(EXTRACTED DATA)
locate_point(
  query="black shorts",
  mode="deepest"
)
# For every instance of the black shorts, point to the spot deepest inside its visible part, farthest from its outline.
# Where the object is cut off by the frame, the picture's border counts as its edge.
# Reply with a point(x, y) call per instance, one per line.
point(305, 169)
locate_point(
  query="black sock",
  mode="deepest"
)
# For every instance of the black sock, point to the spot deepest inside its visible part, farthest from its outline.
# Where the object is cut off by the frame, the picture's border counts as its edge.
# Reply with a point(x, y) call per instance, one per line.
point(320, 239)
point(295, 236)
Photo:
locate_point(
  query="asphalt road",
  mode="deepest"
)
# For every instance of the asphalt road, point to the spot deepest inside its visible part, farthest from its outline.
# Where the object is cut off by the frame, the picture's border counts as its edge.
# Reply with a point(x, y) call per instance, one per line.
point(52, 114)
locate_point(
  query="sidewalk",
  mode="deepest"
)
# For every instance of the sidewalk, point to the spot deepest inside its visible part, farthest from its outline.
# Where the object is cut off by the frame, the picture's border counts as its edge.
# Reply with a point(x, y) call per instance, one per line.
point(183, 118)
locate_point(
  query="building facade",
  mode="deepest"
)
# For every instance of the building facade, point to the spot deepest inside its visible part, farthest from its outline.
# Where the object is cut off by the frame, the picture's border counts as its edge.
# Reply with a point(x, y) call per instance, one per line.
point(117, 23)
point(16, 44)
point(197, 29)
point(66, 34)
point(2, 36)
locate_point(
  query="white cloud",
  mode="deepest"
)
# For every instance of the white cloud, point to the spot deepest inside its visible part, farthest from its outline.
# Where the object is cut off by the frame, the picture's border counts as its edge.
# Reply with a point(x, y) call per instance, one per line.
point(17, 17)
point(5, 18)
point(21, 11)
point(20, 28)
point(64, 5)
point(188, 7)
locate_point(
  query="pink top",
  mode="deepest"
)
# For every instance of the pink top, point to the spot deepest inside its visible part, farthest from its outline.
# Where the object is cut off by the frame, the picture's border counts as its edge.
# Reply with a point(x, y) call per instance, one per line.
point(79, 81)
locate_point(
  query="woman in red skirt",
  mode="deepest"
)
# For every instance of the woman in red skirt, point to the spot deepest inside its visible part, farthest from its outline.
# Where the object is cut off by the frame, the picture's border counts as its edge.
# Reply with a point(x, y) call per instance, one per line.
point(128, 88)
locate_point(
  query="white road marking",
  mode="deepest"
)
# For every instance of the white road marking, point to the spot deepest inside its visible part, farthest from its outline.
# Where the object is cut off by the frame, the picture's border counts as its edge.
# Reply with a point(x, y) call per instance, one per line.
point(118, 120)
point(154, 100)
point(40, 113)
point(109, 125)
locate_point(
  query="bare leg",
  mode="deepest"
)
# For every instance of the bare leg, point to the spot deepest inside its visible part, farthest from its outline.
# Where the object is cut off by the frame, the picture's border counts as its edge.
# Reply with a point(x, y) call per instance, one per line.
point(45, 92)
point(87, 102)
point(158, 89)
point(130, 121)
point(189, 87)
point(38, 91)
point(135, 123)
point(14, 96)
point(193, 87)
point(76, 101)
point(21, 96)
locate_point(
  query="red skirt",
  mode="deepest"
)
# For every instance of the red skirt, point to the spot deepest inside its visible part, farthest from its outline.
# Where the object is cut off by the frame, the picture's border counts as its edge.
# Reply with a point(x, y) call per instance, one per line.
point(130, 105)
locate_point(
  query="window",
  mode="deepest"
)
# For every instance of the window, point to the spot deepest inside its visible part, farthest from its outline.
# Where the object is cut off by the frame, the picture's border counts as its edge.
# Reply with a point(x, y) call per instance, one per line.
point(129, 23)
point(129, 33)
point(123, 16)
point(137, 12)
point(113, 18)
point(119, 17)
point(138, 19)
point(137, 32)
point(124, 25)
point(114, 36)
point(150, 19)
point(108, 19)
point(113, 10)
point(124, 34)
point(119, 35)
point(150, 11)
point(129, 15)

(WHAT IS BEING ASKED) Reproduce the listing above without any change, starting at its first line and continuing through the line that contains "point(52, 114)", with that line included.

(SOLVED PROBLEM)
locate_point(
  query="black shorts",
  mode="deepest"
)
# For every instance of the black shorts, point to the spot deepest inside its visible part, farthest from its outline.
# Where the object is cut off by the frame, the picture's border counts as its edge.
# Reply with a point(x, y) call per instance, one per line.
point(305, 169)
locate_point(
  query="black sock",
  mode="deepest"
)
# For every instance of the black sock, point to the spot deepest inside its visible part, farthest from its outline.
# Where the object is cut off by the frame, the picture's border counts as its edge.
# Reply with a point(x, y) call per instance, one per line.
point(320, 239)
point(295, 236)
Photo:
locate_point(
  query="asphalt road",
  mode="deepest"
)
# For every instance of the asphalt road, point to the spot deepest inside its visible part, farthest from its outline.
# Where the object is cut off by the frame, the picture's border counts as its edge.
# Reply with a point(x, y) call per instance, one per line.
point(52, 114)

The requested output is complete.